====== Passage ======
FERC Upholds $150K Penalty for Facility Misratings

A $150,000 penalty leveled by SERC Reliability and multiple other regional entities for violations of NERC’s reliability standards at several wind and solar power facilities operated by Duke Energy will stand, after FERC confirmed in a Jan. 29 filing that it would not further review a settlement between the REs and Duke (NP25-4). 

NERC filed the settlement with the commission Dec. 30, 2024, in a spreadsheet notice of penalty. The ERO also filed a separate spreadsheet NOP for violations of the Critical Infrastructure Protection standards, but information on these infringements was not disclosed for security reasons. The commission also approved the CIP violation settlements. 

Commissioner Judy Chang did not participate in FERC’s decision, according to the commission’s filing. 

The spreadsheet NOP did not identify the other REs involved in the settlement besides SERC. However, it did list the facilities where violations were found. These facilities were located in Texas, Oklahoma, North Carolina, Wyoming, California, Iowa and Kansas, suggesting that the Texas Reliability Entity, Midwest Reliability Organization and WECC could be parties to the settlement as well. SERC said in the filing that the facilities were part of an existing coordinated oversight agreement. 

All of the facilities involved were built by Duke Energy Renewables and operated by the utility until 2023, when DER was acquired by Brookfield Asset Management and rebranded Deriva Energy. Duke Energy Renewables Services continued to operate the facilities. 

According to the spreadsheet NOP, Duke informed SERC in 2023 that the solar and wind facilities were not compliant with FAC-008-5 (Facility ratings). Requirement R6 of the standard mandates that transmission owners and GOs must “have evidence to show that [their] facility ratings are consistent with the documentation for determining” those ratings.  

A total of 12 of the documented facilities had lacked accurate facility ratings since their registrations first became effective, SERC said, ranging from July 2009 to April 2023. In eight cases, the documented rating was higher than the rating of the facility’s most limiting element; the magnitude of the difference ranged from 1.23 MVA to 17.35 MVA. The other four had ratings lower than the most limiting element. 

Three more facilities had accurate ratings at the time their registrations became effective, but the facilities were rerated in February 2023 after a vendor miscalculated the capacity of the wind turbines at each site. As a consequence, the utility established new ratings that were lower than the previous ratings. These errors were corrected by June 2023. 

In addition, DERS had all of its entities perform an extent of condition review, which identified inaccurate equipment ratings at seven more solar and wind facilities. These locations “documented accurate overall facility ratings but had included several inaccurate equipment ratings for individual elements in the workpapers supporting the facility ratings,” SERC said.
======
Task statement
Write the next part of the passage on the FERC-upheld penalty for Duke Energy facility misratings, picking up after its final sentence.
====== Listed records ======
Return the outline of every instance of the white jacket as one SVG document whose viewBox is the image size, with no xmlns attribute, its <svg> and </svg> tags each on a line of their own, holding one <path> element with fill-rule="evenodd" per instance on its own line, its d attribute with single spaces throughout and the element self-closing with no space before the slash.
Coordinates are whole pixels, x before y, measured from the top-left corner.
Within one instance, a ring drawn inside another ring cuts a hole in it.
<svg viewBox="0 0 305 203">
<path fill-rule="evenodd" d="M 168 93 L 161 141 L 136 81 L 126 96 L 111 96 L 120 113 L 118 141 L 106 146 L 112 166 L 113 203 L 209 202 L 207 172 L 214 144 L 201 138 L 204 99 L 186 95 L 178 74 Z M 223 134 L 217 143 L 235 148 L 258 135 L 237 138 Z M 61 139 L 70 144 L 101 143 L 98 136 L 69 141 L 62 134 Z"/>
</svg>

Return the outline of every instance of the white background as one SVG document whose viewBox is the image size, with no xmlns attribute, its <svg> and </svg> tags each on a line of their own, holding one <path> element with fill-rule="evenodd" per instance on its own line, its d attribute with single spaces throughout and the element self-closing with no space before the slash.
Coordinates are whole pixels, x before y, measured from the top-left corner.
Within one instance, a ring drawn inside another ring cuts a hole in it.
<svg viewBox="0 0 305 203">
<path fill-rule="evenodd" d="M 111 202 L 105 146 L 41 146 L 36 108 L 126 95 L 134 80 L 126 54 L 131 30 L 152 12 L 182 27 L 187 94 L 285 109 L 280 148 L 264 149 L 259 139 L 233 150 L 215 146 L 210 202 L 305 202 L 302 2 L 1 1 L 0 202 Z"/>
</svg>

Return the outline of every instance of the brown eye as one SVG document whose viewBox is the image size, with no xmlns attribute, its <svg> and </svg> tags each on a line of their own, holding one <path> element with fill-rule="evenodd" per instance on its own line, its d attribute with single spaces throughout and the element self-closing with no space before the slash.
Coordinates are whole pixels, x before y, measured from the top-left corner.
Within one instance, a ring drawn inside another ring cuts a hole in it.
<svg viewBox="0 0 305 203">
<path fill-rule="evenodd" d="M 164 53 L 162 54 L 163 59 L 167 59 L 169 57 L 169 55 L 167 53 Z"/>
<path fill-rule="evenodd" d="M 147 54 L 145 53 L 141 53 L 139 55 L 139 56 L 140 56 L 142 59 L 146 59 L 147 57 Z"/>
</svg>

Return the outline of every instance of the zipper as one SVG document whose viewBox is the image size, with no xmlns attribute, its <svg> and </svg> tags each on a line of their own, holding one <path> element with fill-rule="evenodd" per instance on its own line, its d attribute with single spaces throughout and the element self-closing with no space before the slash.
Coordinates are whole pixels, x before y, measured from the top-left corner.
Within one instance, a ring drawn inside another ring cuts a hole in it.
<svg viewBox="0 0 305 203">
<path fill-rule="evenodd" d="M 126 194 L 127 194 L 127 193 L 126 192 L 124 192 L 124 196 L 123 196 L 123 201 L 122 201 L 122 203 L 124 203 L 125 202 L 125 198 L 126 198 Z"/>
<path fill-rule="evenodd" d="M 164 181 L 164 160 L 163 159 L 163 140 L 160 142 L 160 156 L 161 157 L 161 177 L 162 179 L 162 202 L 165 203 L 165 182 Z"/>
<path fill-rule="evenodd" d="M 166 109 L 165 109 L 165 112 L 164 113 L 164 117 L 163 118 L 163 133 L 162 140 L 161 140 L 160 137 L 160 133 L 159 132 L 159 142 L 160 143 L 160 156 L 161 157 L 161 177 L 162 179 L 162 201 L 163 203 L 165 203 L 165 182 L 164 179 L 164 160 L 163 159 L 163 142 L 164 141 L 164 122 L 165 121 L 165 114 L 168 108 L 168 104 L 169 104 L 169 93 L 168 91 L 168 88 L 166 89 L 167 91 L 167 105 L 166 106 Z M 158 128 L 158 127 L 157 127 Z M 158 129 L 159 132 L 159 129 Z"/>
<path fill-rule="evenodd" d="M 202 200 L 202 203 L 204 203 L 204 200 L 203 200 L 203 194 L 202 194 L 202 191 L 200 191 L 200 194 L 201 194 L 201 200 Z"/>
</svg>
======
Task output
The RE determined that because of the length the inaccuracies persisted, FAC-008-5’s predecessors FAC-009-1 and FAC-008-3 were infringed as well. It attributed the root cause of the violations to a “programmatic failure resulting from deficient fleet-wide internal controls,” noting that DERS did not perform a secondary review to identify errors in the initial facility rating calculations and that “numerous errors in the initial … evaluation still occurred” despite the utility’s practice of capturing element ratings through nameplate photos. 

SERC assessed the risk posed by the infringement as “elevated” because of the widespread nature of the issues, caused by the programmatic failure. The RE observed that running in excess of the facility rating, as occurred at three facilities, could lead to damaged equipment and outages, although this did not happen in practice. Also, SERC said the incorrect ratings could lead to system instability “because planning models and system operating limits would not accurately reflect the true limits of the facility.” 

SERC and the other regions did not award mitigating credit for self-reporting because DERS submitted the reports after it was notified of an upcoming compliance audit. 

Deriva took several actions to mitigate the noncompliance in addition to updating the element and facility ratings. These include updating the NERC implementation checklist to require a walkdown to verify ratings before registration, developing a new procedure for creating and updating the facility ratings spreadsheet, training relevant staff on documentation updates and completing on-site walkdowns of all appropriate facilities to verify ratings.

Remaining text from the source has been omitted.